> **Stated task 1**
Reproduce, word for word, the part of the piece on Nancy Ward that begins with the words "Recently, I examined" and ends with "in Tennessee history?".

> **Document segment**
<<<<

May 2013

Recently, I examined the book, Tennessee History Stories (T.C. Karns, B.F. Johnson Publishing Company, 1904). One subject grabbed my attention – Nancy Ward, who became Tennessee’s Pocahontas. What did she do to earn such a prominent place in Tennessee history?

Most people are familiar with the heroics of Pocahontas, an Indian girl who saved the life of Captain John Smith in Virginia, after becoming a friend of the white man. Unless your are a student of Tennessee history, you likely are not familiar with the lesser-known name, Nancy Ward. Like Pocahontas, she became friends with the white man and endeavored to promote goodwill between him and the red man.

Nancy’s father was an English officer, while her mother was of royal Cherokee blood, being the sister of the vice-king, Atta-kulla-kulla. Nancy's residence was at Chota, (Madisonville, TN) on the north bank of the Tellico River. The town was the capital of the Cherokee nation and became known as a city of refuge to those who had committed a crime and went there to prevent imprisonment or execution.

Nancy became known as a prophetess because it was believed that she was under the control of the Great Spirit, which included looking into the future and foretelling her people what was going to transpire. Not only was her wigwam larger than the others, she resided near the chief, which was close to the great council house where important meetings were held such as declaring war or peace.

>>>>

> **Material for the task**
<<<<

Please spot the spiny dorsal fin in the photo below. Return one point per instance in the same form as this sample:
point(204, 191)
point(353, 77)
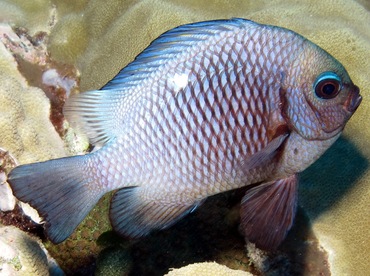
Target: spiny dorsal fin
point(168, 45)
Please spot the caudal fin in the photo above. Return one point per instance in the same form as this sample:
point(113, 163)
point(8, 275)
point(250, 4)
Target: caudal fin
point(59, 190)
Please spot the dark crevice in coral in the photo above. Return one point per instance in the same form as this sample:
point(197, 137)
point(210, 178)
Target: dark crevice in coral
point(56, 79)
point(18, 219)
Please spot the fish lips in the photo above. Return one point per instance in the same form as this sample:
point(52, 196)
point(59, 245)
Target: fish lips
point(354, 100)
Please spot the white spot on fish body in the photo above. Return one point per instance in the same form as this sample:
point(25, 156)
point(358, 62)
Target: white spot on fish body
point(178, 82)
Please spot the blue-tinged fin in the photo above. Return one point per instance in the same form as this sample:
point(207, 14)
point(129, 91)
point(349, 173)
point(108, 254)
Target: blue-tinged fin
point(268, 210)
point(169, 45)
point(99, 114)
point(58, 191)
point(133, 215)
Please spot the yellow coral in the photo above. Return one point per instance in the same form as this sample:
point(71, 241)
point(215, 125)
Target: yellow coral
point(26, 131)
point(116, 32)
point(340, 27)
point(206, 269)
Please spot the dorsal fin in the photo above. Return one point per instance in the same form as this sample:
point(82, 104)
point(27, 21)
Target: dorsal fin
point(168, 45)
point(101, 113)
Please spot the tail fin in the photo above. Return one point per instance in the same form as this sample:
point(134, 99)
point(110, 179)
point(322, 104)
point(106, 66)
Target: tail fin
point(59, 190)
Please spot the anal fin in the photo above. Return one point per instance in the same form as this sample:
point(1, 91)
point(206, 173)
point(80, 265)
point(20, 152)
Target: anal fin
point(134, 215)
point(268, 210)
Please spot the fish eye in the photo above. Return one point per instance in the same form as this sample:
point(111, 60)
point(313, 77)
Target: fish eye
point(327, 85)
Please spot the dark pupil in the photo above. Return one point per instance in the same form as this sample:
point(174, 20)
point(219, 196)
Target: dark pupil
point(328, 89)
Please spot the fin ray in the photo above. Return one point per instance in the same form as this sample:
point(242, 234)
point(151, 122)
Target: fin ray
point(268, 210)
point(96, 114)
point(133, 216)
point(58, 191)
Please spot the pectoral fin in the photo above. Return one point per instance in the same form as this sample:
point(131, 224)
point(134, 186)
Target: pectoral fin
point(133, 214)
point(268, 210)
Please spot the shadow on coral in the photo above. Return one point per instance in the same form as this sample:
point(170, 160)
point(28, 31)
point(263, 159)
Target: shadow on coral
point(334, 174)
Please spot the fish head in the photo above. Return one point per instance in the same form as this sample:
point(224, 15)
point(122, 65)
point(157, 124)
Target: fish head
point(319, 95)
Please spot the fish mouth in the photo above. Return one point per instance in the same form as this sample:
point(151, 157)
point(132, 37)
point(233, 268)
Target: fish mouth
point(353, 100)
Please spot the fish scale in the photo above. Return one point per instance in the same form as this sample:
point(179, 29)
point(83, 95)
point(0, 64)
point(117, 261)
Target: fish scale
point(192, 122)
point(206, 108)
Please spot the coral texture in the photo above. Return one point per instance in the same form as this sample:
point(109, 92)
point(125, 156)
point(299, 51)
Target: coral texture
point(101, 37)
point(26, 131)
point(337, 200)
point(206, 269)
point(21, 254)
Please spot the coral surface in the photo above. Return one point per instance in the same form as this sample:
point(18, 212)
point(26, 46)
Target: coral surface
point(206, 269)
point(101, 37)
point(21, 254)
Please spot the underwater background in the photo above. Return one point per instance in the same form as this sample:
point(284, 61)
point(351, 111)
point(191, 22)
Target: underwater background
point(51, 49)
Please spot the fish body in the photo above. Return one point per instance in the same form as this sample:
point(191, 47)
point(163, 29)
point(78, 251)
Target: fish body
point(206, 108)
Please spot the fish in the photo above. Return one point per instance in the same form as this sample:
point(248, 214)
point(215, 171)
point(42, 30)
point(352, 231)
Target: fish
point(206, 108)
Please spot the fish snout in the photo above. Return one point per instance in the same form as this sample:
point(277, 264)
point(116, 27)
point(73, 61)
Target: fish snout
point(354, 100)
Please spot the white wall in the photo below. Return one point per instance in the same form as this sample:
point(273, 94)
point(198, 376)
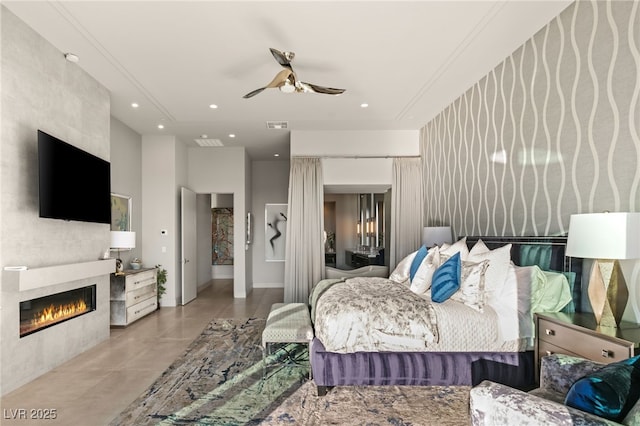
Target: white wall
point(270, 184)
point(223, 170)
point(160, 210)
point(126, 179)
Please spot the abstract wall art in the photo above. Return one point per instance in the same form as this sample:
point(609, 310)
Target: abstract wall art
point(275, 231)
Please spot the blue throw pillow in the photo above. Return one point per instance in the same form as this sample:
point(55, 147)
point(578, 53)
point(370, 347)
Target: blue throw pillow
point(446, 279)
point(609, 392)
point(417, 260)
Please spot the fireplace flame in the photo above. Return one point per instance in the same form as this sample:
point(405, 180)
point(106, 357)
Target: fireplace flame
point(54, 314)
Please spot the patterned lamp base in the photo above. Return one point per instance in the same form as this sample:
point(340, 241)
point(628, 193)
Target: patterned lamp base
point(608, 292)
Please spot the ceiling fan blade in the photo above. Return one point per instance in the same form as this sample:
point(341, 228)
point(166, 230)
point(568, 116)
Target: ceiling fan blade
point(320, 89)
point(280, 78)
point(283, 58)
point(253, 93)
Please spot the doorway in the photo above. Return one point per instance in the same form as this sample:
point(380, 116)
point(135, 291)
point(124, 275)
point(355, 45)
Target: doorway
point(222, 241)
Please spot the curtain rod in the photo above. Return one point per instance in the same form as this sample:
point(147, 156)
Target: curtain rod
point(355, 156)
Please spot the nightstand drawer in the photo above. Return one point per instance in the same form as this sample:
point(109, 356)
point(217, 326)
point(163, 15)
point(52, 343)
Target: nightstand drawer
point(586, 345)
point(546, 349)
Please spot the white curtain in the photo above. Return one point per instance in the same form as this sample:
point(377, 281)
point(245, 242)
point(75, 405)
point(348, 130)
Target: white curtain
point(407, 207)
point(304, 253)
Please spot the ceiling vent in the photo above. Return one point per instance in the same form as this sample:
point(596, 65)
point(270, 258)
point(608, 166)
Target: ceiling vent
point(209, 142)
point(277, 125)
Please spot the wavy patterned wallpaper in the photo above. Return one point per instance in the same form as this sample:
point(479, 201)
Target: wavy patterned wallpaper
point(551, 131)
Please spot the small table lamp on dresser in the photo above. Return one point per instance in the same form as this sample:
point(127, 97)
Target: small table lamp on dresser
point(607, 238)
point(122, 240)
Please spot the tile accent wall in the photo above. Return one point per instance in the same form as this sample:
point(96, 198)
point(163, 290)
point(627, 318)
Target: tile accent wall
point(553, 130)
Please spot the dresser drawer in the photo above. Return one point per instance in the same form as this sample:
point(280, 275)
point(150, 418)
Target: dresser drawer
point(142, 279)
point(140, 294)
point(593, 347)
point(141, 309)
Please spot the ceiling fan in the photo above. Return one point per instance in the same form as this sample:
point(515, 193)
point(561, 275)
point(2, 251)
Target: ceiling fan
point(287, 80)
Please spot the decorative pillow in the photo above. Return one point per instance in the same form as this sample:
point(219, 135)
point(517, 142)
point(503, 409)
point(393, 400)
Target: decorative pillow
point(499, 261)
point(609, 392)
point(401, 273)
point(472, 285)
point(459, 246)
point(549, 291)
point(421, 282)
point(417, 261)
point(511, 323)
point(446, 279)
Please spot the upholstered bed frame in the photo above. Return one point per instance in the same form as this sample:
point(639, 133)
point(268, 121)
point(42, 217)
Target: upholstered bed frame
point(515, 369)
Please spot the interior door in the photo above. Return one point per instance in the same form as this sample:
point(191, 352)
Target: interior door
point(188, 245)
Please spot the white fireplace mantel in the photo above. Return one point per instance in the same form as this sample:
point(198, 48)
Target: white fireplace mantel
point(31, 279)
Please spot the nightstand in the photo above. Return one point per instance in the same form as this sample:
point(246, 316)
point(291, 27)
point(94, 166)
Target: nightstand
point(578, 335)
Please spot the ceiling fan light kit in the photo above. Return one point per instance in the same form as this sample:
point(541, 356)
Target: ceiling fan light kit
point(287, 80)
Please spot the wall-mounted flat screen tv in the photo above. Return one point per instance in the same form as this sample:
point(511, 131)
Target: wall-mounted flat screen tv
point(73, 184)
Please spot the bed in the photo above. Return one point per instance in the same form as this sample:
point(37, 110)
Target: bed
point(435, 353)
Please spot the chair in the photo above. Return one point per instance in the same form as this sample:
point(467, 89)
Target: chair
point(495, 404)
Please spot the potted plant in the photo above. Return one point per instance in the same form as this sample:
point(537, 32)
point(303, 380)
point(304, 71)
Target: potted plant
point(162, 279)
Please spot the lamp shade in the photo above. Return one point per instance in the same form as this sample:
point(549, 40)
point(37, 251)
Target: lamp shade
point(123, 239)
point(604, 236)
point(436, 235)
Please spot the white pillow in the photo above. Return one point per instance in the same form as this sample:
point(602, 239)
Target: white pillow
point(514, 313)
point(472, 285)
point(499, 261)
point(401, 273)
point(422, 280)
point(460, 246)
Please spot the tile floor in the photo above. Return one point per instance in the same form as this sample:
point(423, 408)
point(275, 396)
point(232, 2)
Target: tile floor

>>>>

> **Stated task 2**
Gather every line of the records that contains the string "curtain", treating uppercase and lowercase as different.

> **Reply 1**
Recently, I examined the book, Tennessee History Stories (T.C. Karns, B.F. Johnson Publishing Company, 1904). One subject grabbed my attention – Nancy Ward, who became Tennessee’s Pocahontas. What did she do to earn such a prominent place in Tennessee history?

> **Reply 2**
Please spot the curtain rod in the photo above. Return one point per instance in the same form as this sample:
Target: curtain rod
Please spot the white curtain in the photo above. Return one point per instance in the same form as this sample:
Target: white curtain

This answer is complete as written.